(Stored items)
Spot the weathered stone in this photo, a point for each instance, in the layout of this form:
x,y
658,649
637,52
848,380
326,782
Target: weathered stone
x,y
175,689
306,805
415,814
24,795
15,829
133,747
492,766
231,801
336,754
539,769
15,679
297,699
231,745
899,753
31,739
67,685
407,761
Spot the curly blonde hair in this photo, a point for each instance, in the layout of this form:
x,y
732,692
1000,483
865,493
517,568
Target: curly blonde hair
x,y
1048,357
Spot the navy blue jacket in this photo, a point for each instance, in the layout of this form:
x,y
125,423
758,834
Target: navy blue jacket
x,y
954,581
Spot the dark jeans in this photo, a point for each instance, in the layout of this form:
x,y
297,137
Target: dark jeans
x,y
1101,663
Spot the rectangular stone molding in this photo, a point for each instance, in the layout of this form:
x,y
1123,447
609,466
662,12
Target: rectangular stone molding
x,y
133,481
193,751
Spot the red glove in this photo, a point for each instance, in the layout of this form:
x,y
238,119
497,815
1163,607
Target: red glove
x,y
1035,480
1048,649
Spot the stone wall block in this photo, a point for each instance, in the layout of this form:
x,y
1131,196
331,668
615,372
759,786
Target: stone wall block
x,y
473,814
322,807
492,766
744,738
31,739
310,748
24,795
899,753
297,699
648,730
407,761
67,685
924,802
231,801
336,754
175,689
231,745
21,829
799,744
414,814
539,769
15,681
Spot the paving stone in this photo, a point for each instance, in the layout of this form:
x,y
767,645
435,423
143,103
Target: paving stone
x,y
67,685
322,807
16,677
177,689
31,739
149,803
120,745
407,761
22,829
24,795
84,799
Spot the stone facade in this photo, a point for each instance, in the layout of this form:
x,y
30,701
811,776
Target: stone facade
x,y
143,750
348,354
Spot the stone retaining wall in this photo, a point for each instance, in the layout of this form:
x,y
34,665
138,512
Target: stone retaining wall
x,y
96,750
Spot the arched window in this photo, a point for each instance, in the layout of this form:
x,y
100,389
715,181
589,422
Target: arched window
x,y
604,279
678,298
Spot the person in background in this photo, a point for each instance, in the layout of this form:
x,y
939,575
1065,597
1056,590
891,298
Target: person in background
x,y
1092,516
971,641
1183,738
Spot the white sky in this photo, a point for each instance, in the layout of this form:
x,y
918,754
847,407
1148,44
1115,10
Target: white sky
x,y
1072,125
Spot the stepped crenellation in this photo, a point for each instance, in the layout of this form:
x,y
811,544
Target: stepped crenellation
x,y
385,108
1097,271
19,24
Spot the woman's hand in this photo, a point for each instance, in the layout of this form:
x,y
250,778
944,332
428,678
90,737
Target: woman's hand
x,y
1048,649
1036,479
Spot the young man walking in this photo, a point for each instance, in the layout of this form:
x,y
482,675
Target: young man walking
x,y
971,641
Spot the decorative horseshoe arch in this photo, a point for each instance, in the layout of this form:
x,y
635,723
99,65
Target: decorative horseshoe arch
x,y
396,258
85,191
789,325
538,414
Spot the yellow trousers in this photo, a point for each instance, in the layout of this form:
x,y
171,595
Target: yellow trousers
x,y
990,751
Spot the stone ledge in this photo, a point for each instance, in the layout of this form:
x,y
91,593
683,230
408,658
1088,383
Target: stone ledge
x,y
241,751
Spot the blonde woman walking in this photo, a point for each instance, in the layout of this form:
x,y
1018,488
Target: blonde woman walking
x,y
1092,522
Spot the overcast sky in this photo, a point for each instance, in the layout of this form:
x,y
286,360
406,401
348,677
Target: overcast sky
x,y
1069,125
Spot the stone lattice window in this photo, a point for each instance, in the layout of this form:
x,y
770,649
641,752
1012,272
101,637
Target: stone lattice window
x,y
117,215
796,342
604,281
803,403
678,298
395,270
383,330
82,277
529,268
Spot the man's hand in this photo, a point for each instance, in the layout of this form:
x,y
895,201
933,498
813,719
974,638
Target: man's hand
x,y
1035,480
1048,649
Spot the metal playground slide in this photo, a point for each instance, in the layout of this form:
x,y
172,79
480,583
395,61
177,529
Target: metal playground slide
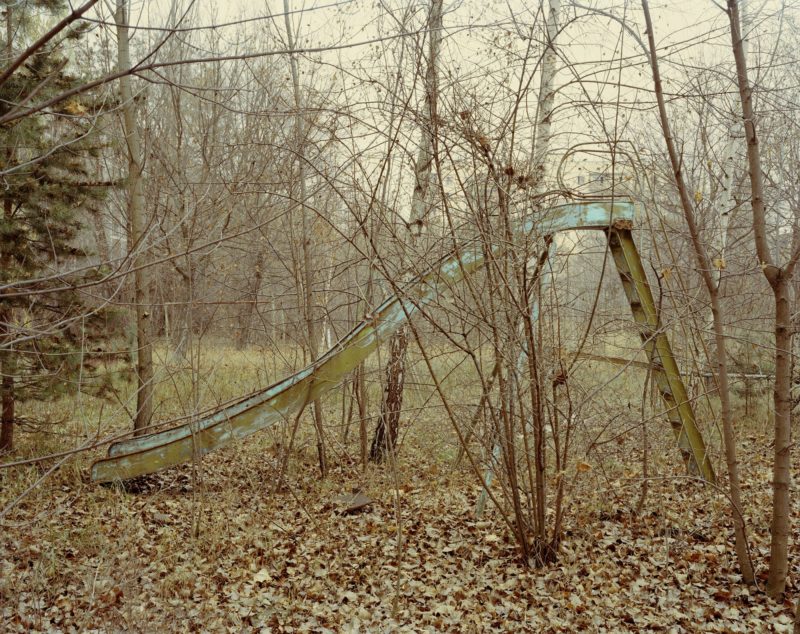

## Problem to solve
Return the complete data unchanged and include none of the pictures.

## Worked solution
Spot the weathered stone in this photo, a point for each instance, in the layout of this form:
x,y
658,649
637,52
848,380
326,782
Target: weathered stone
x,y
175,689
306,805
415,814
24,795
15,829
133,747
492,766
231,801
336,754
539,769
15,679
297,699
231,745
899,753
31,739
67,685
407,761
Spot the curly blonde hair in this photo, a point for each instance, in the layout of this form:
x,y
732,692
1000,483
865,493
517,568
Target: curly blonde hair
x,y
1048,357
Spot the navy blue jacket in this photo, a point for each instance, in the layout of this form:
x,y
125,423
758,834
Target: navy blue jacket
x,y
954,581
Spot the dark jeans in this photo, a point for each instance, in the layout of this form:
x,y
297,137
Target: dark jeans
x,y
1101,663
Spot the rectangular stone molding in this photo, a point for each instance, in the layout of this form:
x,y
1123,447
609,466
662,12
Target: rectangular stone molding
x,y
133,481
193,751
Spot the red glove in this photo, a point for each instance, in the layout of this form:
x,y
238,119
497,815
1163,607
Target: red glove
x,y
1035,480
1048,649
Spot the stone wall block in this photo, a point for each instance, in the layout of this form:
x,y
1131,196
331,668
615,372
759,786
Target: stone wall block
x,y
473,814
322,807
492,766
744,738
31,739
310,748
24,795
899,753
297,699
648,730
407,761
67,685
924,802
231,801
336,754
175,689
231,745
21,829
799,744
414,814
539,769
15,681
Spot the paving stone in this photo, a point for each instance, in the layout of this form:
x,y
767,645
435,423
143,103
Target: paving stone
x,y
67,685
322,807
16,677
177,689
31,739
149,803
120,745
407,761
22,829
24,795
84,799
Spot the stone facade in this photo, a point for each instance, in the layout of this form:
x,y
30,701
811,776
Target: stone facade
x,y
143,750
348,354
Spot the stone retaining wall in this photo, a point for each instance, in the layout of this form:
x,y
34,665
138,512
Target: stone retaining wall
x,y
96,750
Spot the arched window in this photo, a point for each instance, in the layout of this form:
x,y
100,389
715,181
589,422
Target: arched window
x,y
604,279
678,298
Spot the person in background in this photo, a point for each instance, in the layout of this form:
x,y
939,575
1065,597
1056,590
891,298
Target: person in background
x,y
1092,516
971,641
1183,738
Spot the white sky in this photo, a point for each instance, in the layout of this form:
x,y
918,754
847,407
1148,44
1115,10
Target: white sky
x,y
1072,125
Spot the stepped crenellation in this photo, a point for each instance, in the layout of this form:
x,y
811,544
Target: stepped crenellation
x,y
385,108
1097,271
19,24
Spot the woman's hand in this photo, a point for each instance, in the layout of this form:
x,y
250,778
944,332
428,678
90,737
Target: woman's hand
x,y
1048,649
1036,479
Spot the young man walking in this photo, a point for each instance, in the layout of this form:
x,y
482,675
Target: young man walking
x,y
971,641
Spot the decorative horseshoe arch in this photo, a point for each instance, in the layout of this form:
x,y
635,723
99,65
Target: decorative horseshoe arch
x,y
396,258
85,191
789,325
538,414
Spot the yellow trousers in this photo, a point for each instance, in the layout of this form:
x,y
171,595
Target: yellow trousers
x,y
990,751
Spot the stone ledge in this photo, a point for each instance, in the layout of this form:
x,y
91,593
683,230
408,658
1088,383
Target: stone ledge
x,y
241,751
Spot the blonde woman walking in this photo, a point for each instance, in the layout of this form:
x,y
1018,488
Target: blonde woman walking
x,y
1092,522
Spot the overcast sky in this photo, a point for each instance, in the layout of this form:
x,y
286,360
406,401
348,677
Target: overcast sky
x,y
1069,125
Spot the stone lattice window in this photo, a point for each instance, in the layout of this form:
x,y
770,649
641,752
1012,272
101,637
Target: stone lattice window
x,y
117,215
796,342
604,281
803,403
678,298
395,270
383,330
82,277
529,268
Spot the man's hand in this photo, a point for each instance, in the layout of this form:
x,y
895,201
933,498
813,719
974,638
Target: man's hand
x,y
1035,480
1048,649
Spot the metal playground slide in this photo, a point for each instance, in the layout of this form:
x,y
172,79
480,583
395,61
177,529
Target: metal playground slide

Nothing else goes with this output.